**Exercise brief:**
Recast each line of the entries below as a Markdown table with two columns, Row and Line. Number the rows and leave out blank lines.

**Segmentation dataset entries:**
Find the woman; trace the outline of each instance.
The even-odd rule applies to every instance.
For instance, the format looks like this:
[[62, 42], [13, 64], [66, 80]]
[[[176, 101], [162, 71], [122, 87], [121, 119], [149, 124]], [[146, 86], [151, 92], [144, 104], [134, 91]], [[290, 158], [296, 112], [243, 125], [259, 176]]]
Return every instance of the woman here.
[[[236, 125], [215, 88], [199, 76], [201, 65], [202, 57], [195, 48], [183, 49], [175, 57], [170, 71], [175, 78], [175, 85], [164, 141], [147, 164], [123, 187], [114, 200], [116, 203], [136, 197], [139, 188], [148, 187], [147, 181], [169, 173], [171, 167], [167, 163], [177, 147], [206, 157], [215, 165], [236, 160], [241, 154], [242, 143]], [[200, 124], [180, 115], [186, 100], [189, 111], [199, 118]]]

**Answer to this task:**
| Row | Line |
|---|---|
| 1 | Find the woman; trace the outline of each instance. |
| 2 | The even-odd rule applies to every instance. |
| 3 | For instance, the format looks like this: |
| 4 | [[62, 42], [13, 64], [66, 80]] |
| 5 | [[[176, 101], [162, 71], [122, 87], [121, 119], [149, 124]], [[146, 86], [151, 92], [144, 104], [134, 91]], [[290, 158], [296, 112], [243, 125], [259, 176]]] |
| 6 | Return every instance of the woman here. |
| 7 | [[[236, 125], [215, 88], [199, 76], [201, 65], [202, 57], [195, 48], [183, 49], [175, 57], [170, 71], [175, 78], [175, 85], [164, 141], [147, 164], [123, 187], [114, 200], [116, 203], [136, 197], [139, 188], [148, 187], [147, 181], [169, 173], [171, 167], [167, 163], [177, 147], [206, 157], [215, 165], [236, 160], [241, 154], [242, 143]], [[200, 124], [180, 115], [186, 100], [189, 111], [199, 118]]] |